··· PAGE EXCERPT ···
Here is one more demonstrative program that shows that a function parameter having an array type is adjusted by the compiler to pointer to the array element type.
#include <iostream>
#include <iomanip>
#include <type_traits>
const size_t N = 100;
void f( int a[N] )
{
std::cout << "\nin function\n";
std::cout << "sizeof( a ) = " << sizeof( a ) << '\n';
std::cout << "a is a pointer " << std::boolalpha <<std:: is_same<decltype( a ), int *>::value << '\n';
}
int main()
{
int a[N];
std::cout << "In main\n";
std::cout << "sizeof( a ) = " << sizeof( a ) << '\n';
std::cout << "a is an array " << std::boolalpha <<std:: is_same<decltype( a ), int [N]>::value << '\n';
f( a );
return 0;
}
The program output is
In main
sizeof( a ) = 400
a is an array true
in function
sizeof( a ) = 8
a is a pointer true
When I compile and run this program, I get different errors mostly regarding the calling of the function and the sum of arrays - I have tried fixing them myself but whenever I fix one problem I seem to never be able to fix them all as more come in then leave.
··· DATASET ROWS ···
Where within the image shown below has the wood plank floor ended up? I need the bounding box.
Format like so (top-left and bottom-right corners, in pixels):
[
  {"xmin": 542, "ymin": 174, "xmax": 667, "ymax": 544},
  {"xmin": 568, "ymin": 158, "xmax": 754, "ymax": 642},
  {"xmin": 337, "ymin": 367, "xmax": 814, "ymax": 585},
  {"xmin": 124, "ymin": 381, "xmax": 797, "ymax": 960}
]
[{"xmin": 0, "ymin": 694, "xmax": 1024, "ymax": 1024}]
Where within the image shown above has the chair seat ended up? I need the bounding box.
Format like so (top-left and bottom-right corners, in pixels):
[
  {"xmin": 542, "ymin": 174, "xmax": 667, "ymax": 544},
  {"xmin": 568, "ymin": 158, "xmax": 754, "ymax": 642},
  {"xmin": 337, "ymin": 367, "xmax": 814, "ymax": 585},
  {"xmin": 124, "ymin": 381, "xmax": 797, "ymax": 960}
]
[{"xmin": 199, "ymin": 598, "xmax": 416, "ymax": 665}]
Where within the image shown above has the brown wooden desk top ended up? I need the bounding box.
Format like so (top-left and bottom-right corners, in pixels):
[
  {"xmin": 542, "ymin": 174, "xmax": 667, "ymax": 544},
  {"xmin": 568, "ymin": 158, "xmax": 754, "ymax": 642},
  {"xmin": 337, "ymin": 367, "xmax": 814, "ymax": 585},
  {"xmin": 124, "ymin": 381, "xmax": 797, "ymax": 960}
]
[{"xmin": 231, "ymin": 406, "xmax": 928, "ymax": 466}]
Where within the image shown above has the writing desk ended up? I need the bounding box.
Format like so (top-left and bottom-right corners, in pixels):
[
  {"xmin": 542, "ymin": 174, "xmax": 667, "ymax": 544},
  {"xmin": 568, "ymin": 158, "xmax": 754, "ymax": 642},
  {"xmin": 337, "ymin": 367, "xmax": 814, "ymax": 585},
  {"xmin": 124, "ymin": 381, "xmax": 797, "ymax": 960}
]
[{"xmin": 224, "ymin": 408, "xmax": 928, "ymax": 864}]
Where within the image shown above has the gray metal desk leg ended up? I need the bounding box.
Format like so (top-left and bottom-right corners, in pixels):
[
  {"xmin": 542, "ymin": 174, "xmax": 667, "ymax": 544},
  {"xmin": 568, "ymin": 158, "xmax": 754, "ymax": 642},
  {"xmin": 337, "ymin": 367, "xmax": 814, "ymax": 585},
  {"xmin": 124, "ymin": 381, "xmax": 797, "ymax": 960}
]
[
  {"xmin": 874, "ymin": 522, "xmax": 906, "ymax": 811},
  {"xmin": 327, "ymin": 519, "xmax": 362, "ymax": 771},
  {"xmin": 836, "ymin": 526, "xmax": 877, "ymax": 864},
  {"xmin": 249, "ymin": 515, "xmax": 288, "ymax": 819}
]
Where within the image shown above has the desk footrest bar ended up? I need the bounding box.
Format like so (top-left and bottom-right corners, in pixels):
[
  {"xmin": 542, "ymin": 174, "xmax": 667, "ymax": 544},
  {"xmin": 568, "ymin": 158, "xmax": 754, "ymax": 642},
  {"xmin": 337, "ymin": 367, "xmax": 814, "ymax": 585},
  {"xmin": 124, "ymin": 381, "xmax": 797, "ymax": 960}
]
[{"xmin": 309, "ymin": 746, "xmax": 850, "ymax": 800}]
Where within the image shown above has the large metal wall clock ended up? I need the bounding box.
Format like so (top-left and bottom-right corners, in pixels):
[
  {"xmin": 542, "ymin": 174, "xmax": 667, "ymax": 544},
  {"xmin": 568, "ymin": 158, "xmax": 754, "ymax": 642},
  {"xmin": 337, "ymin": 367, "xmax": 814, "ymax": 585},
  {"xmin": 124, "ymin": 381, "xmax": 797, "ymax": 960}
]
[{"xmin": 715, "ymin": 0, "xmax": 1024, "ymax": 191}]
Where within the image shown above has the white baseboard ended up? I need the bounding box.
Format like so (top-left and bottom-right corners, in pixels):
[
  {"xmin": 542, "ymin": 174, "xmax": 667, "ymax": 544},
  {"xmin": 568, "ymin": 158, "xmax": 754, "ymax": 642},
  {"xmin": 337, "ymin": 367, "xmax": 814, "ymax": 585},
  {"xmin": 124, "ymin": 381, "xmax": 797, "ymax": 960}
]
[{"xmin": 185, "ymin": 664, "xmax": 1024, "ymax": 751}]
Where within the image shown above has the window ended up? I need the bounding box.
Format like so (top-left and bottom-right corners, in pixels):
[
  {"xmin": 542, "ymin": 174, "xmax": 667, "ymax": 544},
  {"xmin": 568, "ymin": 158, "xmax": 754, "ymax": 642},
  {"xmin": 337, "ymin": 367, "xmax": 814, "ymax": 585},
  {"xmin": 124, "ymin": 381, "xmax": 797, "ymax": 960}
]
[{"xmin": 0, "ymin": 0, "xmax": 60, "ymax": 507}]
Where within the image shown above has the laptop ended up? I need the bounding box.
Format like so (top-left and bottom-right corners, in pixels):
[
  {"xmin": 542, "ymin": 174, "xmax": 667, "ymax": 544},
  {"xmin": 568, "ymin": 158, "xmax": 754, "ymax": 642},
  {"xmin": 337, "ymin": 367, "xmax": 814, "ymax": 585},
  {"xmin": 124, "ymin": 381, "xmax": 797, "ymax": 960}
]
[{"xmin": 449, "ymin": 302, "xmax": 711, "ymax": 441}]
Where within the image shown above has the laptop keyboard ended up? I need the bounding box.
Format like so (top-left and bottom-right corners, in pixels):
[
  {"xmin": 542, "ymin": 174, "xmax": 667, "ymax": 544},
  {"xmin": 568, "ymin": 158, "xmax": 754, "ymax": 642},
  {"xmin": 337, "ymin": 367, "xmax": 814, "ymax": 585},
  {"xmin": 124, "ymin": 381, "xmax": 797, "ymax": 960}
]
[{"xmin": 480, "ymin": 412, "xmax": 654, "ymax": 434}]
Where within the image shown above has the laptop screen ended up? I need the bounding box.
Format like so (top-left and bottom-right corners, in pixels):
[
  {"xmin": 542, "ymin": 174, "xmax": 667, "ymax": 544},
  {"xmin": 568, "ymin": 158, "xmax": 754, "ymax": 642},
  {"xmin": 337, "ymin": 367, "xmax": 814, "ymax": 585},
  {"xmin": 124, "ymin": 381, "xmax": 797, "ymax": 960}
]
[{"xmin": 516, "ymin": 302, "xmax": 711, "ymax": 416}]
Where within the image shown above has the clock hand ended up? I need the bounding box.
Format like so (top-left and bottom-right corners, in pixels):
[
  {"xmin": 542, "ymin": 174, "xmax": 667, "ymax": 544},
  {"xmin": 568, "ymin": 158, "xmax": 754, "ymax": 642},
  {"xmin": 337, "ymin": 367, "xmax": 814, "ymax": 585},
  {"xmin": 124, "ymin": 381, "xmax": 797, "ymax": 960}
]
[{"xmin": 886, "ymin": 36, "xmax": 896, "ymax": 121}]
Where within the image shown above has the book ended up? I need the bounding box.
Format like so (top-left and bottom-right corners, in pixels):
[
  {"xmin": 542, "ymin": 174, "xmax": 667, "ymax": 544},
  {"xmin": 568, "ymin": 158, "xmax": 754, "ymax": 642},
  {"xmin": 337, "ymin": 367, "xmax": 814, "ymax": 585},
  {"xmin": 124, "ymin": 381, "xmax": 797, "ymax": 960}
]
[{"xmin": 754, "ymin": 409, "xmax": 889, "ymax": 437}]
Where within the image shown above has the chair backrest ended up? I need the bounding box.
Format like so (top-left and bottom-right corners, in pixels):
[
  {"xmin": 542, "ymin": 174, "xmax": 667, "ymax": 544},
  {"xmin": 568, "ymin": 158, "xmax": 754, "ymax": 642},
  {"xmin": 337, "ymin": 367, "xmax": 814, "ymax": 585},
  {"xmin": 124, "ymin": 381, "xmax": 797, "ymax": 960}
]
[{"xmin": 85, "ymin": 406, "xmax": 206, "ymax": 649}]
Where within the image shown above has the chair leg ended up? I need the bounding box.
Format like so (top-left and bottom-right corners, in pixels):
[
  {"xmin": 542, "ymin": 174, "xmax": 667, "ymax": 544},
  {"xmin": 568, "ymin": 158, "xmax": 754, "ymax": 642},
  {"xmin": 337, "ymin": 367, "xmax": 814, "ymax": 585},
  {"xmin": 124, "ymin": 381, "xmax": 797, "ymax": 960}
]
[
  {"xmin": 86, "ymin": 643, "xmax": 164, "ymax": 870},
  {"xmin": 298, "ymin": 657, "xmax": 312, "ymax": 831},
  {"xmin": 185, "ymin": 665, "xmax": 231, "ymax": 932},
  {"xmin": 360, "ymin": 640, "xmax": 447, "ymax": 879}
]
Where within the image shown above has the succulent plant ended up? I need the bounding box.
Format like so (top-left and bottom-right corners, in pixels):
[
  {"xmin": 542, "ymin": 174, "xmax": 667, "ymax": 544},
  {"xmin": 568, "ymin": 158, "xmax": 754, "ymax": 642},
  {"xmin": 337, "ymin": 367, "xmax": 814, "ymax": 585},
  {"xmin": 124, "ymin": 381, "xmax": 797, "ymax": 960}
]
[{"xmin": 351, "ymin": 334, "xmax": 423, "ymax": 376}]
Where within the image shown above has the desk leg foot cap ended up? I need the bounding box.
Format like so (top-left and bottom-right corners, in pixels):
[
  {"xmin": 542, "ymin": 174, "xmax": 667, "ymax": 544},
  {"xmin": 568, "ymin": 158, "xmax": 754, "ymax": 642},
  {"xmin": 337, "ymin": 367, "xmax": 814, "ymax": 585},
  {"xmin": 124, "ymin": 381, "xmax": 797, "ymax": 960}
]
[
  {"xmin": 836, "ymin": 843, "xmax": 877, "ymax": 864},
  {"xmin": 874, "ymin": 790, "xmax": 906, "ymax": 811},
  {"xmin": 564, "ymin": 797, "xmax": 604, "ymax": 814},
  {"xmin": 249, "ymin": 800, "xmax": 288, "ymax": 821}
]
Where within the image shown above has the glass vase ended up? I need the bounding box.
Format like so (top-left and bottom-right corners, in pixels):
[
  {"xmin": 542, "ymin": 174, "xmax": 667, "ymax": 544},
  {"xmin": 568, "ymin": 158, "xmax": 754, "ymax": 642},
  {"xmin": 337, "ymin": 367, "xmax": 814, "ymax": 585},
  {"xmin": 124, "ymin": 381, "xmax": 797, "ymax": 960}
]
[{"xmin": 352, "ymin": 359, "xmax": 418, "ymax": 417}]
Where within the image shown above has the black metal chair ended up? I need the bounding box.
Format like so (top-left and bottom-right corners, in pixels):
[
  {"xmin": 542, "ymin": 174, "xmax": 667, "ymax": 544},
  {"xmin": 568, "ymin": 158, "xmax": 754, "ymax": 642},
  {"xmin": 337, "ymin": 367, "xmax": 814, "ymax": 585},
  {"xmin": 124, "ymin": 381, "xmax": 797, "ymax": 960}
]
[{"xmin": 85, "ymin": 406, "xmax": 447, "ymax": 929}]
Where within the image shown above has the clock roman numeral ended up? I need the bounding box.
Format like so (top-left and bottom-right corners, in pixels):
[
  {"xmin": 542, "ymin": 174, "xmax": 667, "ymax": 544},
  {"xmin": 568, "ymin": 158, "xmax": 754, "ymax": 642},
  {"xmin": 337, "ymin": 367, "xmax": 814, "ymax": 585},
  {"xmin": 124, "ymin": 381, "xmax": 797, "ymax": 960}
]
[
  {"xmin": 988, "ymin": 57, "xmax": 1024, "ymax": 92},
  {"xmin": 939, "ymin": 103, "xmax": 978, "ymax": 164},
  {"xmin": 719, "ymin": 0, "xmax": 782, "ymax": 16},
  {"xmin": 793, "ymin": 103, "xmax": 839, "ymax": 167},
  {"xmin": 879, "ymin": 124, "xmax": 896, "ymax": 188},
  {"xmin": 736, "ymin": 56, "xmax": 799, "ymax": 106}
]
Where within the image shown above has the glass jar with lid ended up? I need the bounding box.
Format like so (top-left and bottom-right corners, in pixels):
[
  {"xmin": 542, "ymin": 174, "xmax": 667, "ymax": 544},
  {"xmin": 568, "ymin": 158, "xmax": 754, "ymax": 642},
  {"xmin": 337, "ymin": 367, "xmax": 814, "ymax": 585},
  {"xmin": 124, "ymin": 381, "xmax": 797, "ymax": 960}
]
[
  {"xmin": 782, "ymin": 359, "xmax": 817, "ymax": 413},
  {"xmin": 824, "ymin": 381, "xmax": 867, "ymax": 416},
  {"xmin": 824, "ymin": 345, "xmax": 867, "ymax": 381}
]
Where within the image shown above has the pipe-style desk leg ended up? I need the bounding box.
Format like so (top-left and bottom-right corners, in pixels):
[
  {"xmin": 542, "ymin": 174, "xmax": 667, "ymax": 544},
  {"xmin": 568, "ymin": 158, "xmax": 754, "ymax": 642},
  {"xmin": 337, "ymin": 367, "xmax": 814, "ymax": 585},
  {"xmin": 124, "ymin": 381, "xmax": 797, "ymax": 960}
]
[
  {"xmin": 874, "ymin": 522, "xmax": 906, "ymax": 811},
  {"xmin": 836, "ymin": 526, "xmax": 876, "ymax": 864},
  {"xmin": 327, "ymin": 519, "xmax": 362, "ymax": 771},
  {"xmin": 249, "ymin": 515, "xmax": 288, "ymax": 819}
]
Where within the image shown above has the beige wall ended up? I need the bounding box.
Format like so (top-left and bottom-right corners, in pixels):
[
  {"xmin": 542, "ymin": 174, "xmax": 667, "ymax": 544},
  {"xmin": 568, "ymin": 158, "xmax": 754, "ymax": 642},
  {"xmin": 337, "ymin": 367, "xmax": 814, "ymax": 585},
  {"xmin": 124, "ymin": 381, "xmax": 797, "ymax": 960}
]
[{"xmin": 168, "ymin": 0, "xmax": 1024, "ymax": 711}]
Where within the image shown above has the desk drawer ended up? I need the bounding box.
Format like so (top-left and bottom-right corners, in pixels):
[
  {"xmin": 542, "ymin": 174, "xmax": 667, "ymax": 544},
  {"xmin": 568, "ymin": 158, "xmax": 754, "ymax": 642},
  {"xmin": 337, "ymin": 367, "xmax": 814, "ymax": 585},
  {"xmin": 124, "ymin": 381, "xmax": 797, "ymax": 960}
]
···
Transcribe the passage of the C++ excerpt between "Here is one" and "f( int a[N] )", inclusive.

Here is one more demonstrative program that shows that a function parameter having an array type is adjusted by the compiler to pointer to the array element type.
#include <iostream>
#include <iomanip>
#include <type_traits>
const size_t N = 100;
void f( int a[N] )